* _The request_:
Transcribe every one of the following records line for line, changing nothing.
══ Extracted entries
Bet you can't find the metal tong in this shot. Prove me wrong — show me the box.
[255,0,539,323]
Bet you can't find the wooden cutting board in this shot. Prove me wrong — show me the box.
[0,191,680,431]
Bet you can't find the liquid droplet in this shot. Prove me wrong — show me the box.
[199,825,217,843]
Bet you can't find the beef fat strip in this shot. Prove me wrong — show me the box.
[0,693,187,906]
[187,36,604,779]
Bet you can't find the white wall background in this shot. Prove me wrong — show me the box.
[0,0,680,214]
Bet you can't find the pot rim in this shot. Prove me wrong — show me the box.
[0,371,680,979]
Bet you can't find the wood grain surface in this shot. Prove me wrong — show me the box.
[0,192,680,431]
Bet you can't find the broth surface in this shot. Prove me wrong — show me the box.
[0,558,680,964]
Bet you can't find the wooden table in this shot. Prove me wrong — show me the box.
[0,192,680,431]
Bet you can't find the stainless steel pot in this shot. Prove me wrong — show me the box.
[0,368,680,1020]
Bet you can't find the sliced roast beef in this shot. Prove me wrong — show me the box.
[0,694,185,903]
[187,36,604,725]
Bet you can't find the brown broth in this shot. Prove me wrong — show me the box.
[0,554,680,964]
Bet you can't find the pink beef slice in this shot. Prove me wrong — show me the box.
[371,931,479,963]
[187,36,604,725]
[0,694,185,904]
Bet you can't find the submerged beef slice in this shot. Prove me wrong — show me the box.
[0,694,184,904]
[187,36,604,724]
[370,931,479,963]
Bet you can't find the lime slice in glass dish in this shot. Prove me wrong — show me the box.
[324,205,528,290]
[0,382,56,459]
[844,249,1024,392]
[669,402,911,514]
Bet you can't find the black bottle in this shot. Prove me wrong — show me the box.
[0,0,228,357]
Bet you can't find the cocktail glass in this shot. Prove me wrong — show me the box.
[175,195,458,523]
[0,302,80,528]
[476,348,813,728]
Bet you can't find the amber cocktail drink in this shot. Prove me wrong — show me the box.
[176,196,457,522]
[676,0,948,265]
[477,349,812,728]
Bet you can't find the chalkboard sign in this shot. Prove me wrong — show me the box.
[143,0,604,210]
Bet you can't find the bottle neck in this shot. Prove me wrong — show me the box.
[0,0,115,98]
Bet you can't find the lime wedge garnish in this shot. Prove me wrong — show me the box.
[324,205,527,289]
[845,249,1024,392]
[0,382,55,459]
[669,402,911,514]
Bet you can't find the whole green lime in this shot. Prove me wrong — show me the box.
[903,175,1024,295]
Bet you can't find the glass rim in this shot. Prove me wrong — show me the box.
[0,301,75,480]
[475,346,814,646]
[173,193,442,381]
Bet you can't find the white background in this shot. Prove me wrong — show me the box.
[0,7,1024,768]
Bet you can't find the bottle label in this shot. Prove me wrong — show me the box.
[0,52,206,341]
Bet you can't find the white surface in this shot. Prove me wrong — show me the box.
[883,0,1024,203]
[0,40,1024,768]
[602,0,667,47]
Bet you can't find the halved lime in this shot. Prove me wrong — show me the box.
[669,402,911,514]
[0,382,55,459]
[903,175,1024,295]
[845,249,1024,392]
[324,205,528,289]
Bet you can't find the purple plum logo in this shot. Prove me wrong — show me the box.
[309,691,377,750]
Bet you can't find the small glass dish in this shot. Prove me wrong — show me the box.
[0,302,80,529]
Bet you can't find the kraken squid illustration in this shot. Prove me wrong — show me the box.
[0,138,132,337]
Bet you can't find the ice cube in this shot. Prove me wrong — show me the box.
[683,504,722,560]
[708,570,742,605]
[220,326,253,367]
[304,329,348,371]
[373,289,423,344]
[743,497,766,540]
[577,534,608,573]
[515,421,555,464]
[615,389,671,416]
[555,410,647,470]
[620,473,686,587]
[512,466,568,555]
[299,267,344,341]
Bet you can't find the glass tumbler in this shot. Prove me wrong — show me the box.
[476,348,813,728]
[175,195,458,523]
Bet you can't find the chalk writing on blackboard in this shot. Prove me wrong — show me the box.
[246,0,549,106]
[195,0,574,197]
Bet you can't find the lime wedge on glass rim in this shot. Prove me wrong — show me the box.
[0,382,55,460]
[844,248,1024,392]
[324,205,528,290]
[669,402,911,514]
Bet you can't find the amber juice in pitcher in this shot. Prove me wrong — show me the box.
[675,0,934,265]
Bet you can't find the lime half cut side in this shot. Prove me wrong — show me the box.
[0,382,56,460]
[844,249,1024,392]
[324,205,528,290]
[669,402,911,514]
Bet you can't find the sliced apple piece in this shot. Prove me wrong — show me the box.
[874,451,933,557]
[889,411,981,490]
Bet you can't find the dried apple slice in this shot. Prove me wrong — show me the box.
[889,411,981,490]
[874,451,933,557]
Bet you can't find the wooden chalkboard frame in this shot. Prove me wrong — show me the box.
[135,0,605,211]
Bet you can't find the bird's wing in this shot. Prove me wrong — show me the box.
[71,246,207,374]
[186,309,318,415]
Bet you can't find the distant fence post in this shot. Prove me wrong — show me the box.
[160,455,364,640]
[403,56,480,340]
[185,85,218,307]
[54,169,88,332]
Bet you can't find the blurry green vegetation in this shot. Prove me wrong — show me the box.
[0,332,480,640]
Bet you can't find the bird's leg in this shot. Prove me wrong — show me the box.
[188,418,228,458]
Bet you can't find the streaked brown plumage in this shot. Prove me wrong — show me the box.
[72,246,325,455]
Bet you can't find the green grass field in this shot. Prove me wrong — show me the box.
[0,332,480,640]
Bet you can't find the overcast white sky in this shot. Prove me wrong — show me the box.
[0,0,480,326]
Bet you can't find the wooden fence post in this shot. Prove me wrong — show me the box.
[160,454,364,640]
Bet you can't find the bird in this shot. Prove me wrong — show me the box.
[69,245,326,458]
════
* _Problem solution_:
Bet you can't find the metal tong in this shot. Prove me wrong — show me the box.
[255,0,539,323]
Bet you can't find the wooden cutting board in this shot. Prove me wrong — show me the box.
[0,191,680,431]
Bet you can't find the liquid droplet in this shot. Prove me wrong — show me the box.
[199,825,217,843]
Bet you can't find the beef fat strip in this shot. Prove me wrong — show me the box.
[0,693,187,906]
[187,36,604,779]
Bet you can't find the white wall background in this shot. Prove me wrong — show me the box.
[0,0,680,214]
Bet you can't find the pot rim in this shot. Prove me wrong — show me the box.
[0,371,680,979]
Bet you can't find the wood grain surface in this shot. Prove me wrong — show me the box.
[0,192,680,431]
Bet you can't find the broth surface in this shot. Prove me wrong — show me the box.
[0,558,680,964]
Bet you can't find the wooden table in this shot. Prove me wrong — show me the box.
[0,192,680,431]
Bet you can't find the stainless steel pot in this shot. Prove me wrong — show me the box.
[0,368,680,1020]
Bet you can't find the sliced roast beef in this shot. Prove me wrong — show me the box.
[0,694,185,903]
[187,36,604,725]
Bet you can't find the brown broth in this shot. Prove me wrong — show me the box.
[0,554,680,964]
Bet you can't find the pink beef slice in this shot. Prove me wrong — show me the box.
[371,931,479,963]
[187,36,604,725]
[0,694,185,904]
Bet you can't find the submerged beef slice in this shot. Prove me wrong — show me the box.
[0,694,184,904]
[187,36,604,724]
[370,931,479,963]
Bet you can't find the lime slice in glass dish in this shot. Prove me wrong — show me the box.
[324,205,528,290]
[0,382,56,459]
[844,249,1024,392]
[669,402,911,514]
Bet you can't find the black bottle in this shot. Prove me wrong — show me the box.
[0,0,228,357]
Bet you can't find the cocktail glass in this shot. Prove me wrong — show me the box.
[175,195,458,523]
[0,302,80,528]
[476,348,813,728]
Bet you can't find the amber cocktail drink in this shot. Prove me wrong — show me the box.
[176,196,457,522]
[676,0,948,265]
[477,349,812,728]
Bet you can't find the chalkboard sign in this shot. Prove me wrong — show me the box.
[143,0,604,210]
Bet you can't find the bottle neck in this shot. Prove me wrong — show me the box.
[0,0,115,98]
Bet you can't find the lime wedge garnish in this shot. Prove me wrong — show me the box.
[324,205,527,289]
[845,249,1024,392]
[0,382,55,459]
[669,402,911,514]
Bet you can't find the whole green lime in this shot. Prove me wrong — show me the box.
[903,175,1024,295]
Bet you can't find the glass rim in this shot. Prove me wrong — show me the box.
[0,301,75,480]
[475,346,814,646]
[173,193,442,381]
Bet you can't find the white background in this shot. Prove me wrong — show me the box.
[0,7,1024,768]
Bet you can't find the bottle label in this shot. Prove me wrong — show me the box.
[0,52,206,341]
Bet you can't find the white surface in this shot. Prove me wrong — show me the box.
[883,0,1024,203]
[0,40,1024,768]
[602,0,667,47]
Bet you can't find the halved lime in this shot. Prove me wrong — show me the box.
[669,402,911,514]
[0,382,55,459]
[903,175,1024,295]
[845,249,1024,392]
[324,205,528,289]
Bet you can't find the purple plum logo in this shot. Prove me wrong — show me the box.
[309,691,377,750]
Bet you can't find the small glass dish in this shot. Prove me wrong — show me the box.
[0,302,80,529]
Bet you can't find the kraken squid illustration in this shot. Prove me wrong — show me the box.
[0,138,132,337]
Bet you can't find the ice cube in this shot. Prove me wrong — show me the box.
[683,504,722,560]
[708,570,742,605]
[220,326,253,367]
[304,329,348,371]
[373,289,423,344]
[743,497,766,540]
[577,534,608,573]
[515,421,555,464]
[615,389,671,416]
[555,410,647,470]
[620,473,686,587]
[512,466,568,555]
[299,267,344,341]
Bet you can't find the glass tumbler in this shot. Prove me wrong — show me the box.
[476,348,813,728]
[175,195,458,523]
Bet you can't find the chalk writing on blackboard in this shot. Prove me wrong — show me the box.
[246,0,549,106]
[195,0,574,197]
Bet you can't find the lime wedge on glass rim in this shot. Prove me wrong — show me the box.
[0,382,55,460]
[844,248,1024,392]
[324,205,528,290]
[669,402,911,514]
Bet you can't find the amber juice in pitcher in this shot. Prove me wrong — show me the box.
[675,0,934,265]
Bet you can't find the lime half cut side in this shot. Prove me wrong — show me the box.
[0,382,56,460]
[844,249,1024,392]
[324,205,528,290]
[669,402,911,514]
Bet you can't find the sliced apple piece in this shot. Prove me wrong — show me the box.
[874,451,933,557]
[889,411,981,490]
Bet you can't find the dried apple slice in this shot. Prove me wrong — show me the box.
[889,411,981,490]
[874,451,933,557]
Bet you can't find the wooden chalkboard frame in this shot. Prove me wrong — show me the box.
[135,0,605,211]
Bet you can't find the bird's wing in this shot. Prove me wrong — show me the box.
[71,246,207,374]
[186,309,318,415]
Bet you can't find the distant fence post in this shot. Prove me wrong — show me the box.
[160,455,364,640]
[403,56,480,340]
[185,85,218,307]
[54,169,88,332]
Bet you can't find the blurry green vegetation in this shot. Prove me wrong — show me the box.
[0,332,480,640]
Bet you can't find the bird's leg in this shot. Prove me wrong — show me the box.
[188,418,228,458]
Bet you can't find the streaked brown plumage in this shot. Prove me wrong — show me the box.
[72,246,325,455]
Bet you can't find the green grass field in this shot. Prove me wrong — show me the box.
[0,332,480,640]
Bet you can't find the overcast white sky in this shot. Prove me wrong — show me the box.
[0,0,480,326]
Bet you can't find the wooden fence post in this shot. Prove me wrong — show me the box.
[160,454,364,640]
Bet you can't find the bird in this shot. Prove me wrong — show me the box.
[69,245,326,458]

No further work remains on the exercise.